SELECTED PASSAGE:
# A proof that the square root of 2 is irrational

Here you can read a step-by-step proof with simple explanations for the fact that the square root of 2 is an irrational number. It is the most common proof for this fact and is by contradiction.

How do we know that square root of 2 is an irrational number? In other words, how do we know that √2 doesn't have a pattern in its decimal sequence? Maybe the pattern is very well hidden and is really long, billions of digits?

Here is where mathematical proof comes in. The proof that √2 is indeed irrational is usually found in college level math texts, but it isn't that difficult to follow. It does not rely on computers at all, but instead is a "proof by contradiction": if √2 WERE a rational number, we'd get a contradiction. I encourage all high school students to study this proof since it illustrates so well a typical proof in mathematics and is not hard to follow.

## A proof that the square root of 2 is irrational

Let's suppose √2 is a rational number. Then we can write it
√2 = *a/b* where *a*, *b* are whole numbers, *b* not zero.

PROVIDED RECORDS:
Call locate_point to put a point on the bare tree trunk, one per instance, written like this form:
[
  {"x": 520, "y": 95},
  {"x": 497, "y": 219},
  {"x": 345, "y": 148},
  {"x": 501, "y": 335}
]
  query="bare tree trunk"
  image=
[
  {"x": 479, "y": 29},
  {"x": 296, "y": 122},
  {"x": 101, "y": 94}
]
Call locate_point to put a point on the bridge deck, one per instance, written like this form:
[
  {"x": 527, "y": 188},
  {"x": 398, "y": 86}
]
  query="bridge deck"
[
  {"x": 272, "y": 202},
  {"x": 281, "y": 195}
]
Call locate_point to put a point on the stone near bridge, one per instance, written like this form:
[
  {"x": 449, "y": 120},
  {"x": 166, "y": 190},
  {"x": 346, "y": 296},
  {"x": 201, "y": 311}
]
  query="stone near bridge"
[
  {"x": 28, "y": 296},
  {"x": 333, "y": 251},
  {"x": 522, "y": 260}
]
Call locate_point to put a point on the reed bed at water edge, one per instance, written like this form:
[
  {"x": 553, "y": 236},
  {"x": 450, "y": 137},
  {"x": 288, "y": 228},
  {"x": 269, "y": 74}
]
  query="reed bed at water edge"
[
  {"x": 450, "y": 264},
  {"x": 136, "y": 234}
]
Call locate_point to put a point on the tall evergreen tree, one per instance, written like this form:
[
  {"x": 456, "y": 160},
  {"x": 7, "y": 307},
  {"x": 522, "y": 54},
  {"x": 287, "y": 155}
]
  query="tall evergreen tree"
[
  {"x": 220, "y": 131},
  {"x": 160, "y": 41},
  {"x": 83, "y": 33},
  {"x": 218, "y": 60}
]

INSTRUCTIONS:
1. Reproduce the portion of the passage on the square root of 2 starting at "How do we know that square" and ending at "billions of digits?".
2. According to the passage on the square root of 2, where is the proof that √2 is irrational usually found?
3. List every question posed in the paragraph of the passage on the square root of 2 that begins with "How do we know".

EXPECTED OUTPUTS:
1.
How do we know that square root of 2 is an irrational number? In other words, how do we know that √2 doesn't have a pattern in its decimal sequence? Maybe the pattern is very well hidden and is really long, billions of digits?

2. In college level math texts.

3.
- How do we know that square root of 2 is an irrational number?
- In other words, how do we know that √2 doesn't have a pattern in its decimal sequence?
- Maybe the pattern is very well hidden and is really long, billions of digits?